** Opening MATERIAL PROVIDED block **

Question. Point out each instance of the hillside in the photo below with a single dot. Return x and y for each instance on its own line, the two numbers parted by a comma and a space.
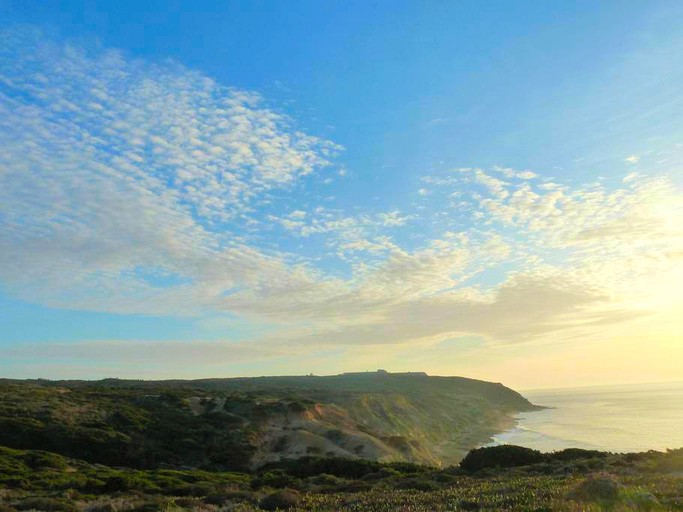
244, 423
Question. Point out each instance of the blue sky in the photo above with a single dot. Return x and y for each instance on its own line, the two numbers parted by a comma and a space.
309, 186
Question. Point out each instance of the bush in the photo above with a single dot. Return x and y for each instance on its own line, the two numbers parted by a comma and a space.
281, 500
417, 484
570, 454
503, 456
45, 504
599, 488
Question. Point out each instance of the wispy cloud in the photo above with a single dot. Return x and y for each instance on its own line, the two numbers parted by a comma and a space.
126, 186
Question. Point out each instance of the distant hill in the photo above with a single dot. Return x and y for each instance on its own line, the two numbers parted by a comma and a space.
243, 423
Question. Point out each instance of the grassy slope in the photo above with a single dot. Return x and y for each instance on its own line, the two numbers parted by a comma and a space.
236, 423
47, 481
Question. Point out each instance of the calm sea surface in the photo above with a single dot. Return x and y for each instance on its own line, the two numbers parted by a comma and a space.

** Closing MATERIAL PROVIDED block **

** PROBLEM **
Set the records down again word for word; the pictures stay out.

** RESULT FOR THIS EXERCISE **
Question. Point out each instance of the hillside in the photo below with a single dot. Return x and y for each instance on its own line, the two numbers parted by a comma and a space.
244, 423
Question. Point out each instance of the blue sky in the photo above with a single dot. Return x and y for each instance on its own line, the two numbers parted by a comma and a space.
309, 186
Question. Point out each instance of the bush in the photo above with a single dot. Return x and y for each instance on its own line, the two numbers parted by a comma and a space.
281, 500
417, 484
570, 454
503, 456
45, 504
599, 488
Question. Point out each instance of the wispy cloud in the photo above with a single dot. Return x and y for each instance on its own line, the two numbers parted by a comma and a space.
126, 186
Question. Point out each instance of the distant hill in the photo above with a single dot. Return x and y for each instance on its own line, the two numbers parted by a comma and a space.
243, 423
Question. Point out each instance of the grassy slope in the photo above with a single dot. Return x and y for each instance on its own line, the two numbers parted by a comma and a space.
236, 423
47, 481
Question. Point out each instance of the calm sea surface in the photo above with a single dot. Return x and y for each instance on its own line, the two numbers parted by a comma and a space.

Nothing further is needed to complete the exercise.